Short exercise: Pick out every line in the items below that contains the string "target", matching case exactly, and copy each one.

Given data:
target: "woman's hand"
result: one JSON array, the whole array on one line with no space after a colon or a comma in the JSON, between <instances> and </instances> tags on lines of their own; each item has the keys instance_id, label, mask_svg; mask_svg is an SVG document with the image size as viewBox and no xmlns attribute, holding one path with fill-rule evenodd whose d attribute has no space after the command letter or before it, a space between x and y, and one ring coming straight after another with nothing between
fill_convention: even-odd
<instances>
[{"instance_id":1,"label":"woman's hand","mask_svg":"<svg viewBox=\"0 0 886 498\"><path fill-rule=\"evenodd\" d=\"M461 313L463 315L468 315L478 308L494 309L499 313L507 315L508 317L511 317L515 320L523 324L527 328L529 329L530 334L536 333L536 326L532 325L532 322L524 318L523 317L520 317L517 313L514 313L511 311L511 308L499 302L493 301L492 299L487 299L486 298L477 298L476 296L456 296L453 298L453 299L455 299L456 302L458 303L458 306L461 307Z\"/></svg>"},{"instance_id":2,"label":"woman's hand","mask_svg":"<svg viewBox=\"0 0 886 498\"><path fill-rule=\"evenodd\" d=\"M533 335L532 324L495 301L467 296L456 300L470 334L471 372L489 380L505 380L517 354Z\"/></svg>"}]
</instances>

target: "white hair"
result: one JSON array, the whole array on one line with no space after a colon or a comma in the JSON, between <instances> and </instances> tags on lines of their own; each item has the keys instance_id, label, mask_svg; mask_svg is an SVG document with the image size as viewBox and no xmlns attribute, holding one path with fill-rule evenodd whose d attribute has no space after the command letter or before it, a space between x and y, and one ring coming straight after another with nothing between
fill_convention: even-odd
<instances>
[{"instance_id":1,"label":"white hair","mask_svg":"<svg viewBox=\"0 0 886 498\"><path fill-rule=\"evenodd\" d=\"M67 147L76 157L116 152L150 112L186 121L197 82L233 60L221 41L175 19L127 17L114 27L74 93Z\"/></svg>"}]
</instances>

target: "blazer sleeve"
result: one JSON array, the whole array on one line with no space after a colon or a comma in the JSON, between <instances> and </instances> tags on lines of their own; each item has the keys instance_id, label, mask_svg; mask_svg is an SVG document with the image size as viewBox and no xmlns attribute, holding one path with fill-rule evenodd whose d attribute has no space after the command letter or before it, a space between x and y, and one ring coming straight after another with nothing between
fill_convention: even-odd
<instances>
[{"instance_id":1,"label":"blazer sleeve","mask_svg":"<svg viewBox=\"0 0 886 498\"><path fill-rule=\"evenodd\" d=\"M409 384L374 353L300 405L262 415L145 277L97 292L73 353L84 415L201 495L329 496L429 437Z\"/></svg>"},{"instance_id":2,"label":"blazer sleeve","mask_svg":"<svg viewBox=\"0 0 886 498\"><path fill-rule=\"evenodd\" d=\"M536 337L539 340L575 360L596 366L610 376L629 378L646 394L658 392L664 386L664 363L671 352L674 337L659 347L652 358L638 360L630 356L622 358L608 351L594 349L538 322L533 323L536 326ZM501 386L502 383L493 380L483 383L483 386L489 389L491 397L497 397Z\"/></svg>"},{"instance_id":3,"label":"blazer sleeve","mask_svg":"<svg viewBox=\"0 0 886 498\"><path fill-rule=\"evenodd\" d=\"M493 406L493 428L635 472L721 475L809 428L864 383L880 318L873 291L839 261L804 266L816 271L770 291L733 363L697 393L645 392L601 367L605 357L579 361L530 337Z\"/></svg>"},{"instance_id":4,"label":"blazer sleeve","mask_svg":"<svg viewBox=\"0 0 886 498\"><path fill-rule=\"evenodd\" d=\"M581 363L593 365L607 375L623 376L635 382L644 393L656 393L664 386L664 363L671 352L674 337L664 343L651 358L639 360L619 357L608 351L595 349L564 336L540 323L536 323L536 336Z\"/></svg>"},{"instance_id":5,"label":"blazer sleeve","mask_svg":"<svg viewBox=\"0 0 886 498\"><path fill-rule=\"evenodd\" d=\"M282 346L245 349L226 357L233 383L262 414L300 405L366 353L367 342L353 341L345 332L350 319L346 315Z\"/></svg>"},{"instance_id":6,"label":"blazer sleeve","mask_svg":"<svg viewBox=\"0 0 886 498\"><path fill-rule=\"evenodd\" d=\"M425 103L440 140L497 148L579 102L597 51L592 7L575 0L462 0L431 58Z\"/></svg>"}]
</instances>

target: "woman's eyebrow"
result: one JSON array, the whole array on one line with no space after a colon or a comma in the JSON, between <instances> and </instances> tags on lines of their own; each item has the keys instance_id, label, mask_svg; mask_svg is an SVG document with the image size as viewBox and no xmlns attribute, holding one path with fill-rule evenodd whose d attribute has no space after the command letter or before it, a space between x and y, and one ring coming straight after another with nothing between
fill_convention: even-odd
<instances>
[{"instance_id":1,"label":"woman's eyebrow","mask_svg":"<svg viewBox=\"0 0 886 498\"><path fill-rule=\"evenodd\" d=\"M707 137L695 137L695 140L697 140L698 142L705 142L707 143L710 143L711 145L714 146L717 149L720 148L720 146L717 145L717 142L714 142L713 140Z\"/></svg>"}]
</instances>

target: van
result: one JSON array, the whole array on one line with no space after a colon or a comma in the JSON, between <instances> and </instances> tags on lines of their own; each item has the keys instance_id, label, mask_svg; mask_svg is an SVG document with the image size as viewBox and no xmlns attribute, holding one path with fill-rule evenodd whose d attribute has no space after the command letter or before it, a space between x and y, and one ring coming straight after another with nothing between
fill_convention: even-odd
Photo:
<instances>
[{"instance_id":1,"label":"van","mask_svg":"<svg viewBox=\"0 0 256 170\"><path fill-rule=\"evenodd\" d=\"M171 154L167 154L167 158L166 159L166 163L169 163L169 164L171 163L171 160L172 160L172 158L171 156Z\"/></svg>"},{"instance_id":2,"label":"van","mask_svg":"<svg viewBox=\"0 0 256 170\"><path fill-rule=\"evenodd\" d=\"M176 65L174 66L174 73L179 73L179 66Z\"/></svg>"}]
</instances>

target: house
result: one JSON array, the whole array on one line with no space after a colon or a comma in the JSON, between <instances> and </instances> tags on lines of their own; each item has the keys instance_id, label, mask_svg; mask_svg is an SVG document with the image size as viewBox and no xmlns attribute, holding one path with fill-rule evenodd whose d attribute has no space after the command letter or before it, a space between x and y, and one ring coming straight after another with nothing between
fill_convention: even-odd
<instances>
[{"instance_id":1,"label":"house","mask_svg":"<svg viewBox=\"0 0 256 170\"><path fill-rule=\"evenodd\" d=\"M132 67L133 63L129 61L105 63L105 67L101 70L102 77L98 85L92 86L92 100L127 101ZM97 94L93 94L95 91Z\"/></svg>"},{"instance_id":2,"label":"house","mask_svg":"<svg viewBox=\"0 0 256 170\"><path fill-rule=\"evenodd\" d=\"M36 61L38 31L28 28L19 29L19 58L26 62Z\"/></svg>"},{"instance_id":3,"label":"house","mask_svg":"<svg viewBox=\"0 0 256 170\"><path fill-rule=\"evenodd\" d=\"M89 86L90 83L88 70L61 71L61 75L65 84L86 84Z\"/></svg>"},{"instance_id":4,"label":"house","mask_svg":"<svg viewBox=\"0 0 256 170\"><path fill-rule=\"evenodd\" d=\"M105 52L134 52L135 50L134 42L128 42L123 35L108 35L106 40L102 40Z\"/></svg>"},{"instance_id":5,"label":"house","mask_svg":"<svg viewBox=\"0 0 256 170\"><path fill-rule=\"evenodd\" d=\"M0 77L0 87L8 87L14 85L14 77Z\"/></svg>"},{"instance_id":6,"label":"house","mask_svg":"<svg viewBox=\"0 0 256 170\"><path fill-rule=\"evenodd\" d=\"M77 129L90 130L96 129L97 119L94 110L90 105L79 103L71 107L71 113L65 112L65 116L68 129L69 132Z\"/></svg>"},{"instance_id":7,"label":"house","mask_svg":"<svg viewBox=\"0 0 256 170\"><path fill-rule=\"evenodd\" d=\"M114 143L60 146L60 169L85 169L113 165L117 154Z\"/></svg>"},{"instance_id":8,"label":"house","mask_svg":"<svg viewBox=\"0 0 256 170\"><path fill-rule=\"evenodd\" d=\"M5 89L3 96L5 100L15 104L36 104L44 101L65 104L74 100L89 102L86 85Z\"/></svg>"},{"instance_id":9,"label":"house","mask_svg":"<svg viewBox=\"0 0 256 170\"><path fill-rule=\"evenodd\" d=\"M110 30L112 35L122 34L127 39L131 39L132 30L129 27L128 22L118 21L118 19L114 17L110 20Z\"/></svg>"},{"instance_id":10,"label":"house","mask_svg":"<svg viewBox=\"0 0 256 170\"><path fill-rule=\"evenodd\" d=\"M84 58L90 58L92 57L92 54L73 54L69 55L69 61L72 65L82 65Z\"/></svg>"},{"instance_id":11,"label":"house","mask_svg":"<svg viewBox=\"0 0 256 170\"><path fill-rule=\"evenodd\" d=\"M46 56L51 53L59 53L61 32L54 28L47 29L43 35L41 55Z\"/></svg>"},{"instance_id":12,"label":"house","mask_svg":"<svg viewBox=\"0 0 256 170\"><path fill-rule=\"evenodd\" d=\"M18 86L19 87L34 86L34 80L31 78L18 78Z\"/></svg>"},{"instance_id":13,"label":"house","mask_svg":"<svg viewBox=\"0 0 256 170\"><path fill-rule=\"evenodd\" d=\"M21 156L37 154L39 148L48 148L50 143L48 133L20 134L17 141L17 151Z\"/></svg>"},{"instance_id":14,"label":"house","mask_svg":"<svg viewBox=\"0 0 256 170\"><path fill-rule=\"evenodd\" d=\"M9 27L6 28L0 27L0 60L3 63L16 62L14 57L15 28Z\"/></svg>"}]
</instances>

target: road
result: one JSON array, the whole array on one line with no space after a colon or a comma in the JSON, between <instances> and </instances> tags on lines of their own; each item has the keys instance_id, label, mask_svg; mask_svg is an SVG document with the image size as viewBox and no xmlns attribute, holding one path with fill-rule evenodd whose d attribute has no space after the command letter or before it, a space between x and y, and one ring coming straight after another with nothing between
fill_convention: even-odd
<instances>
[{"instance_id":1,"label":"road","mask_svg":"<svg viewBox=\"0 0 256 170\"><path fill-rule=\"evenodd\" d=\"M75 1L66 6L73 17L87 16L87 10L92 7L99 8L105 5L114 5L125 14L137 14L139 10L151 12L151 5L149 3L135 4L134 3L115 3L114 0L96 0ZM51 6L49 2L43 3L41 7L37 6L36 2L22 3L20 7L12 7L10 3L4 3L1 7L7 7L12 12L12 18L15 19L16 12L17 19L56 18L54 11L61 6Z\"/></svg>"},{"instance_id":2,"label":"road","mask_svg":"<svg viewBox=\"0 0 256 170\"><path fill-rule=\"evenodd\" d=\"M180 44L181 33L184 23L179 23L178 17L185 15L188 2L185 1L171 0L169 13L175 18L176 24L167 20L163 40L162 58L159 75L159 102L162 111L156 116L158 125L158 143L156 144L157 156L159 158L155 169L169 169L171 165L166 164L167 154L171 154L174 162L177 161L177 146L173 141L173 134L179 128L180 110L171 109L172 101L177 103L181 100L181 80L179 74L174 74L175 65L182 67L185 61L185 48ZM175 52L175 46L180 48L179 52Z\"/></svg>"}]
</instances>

Final result:
target: "woman's hand"
target: "white hair"
target: "blazer sleeve"
target: "woman's eyebrow"
target: van
target: house
target: road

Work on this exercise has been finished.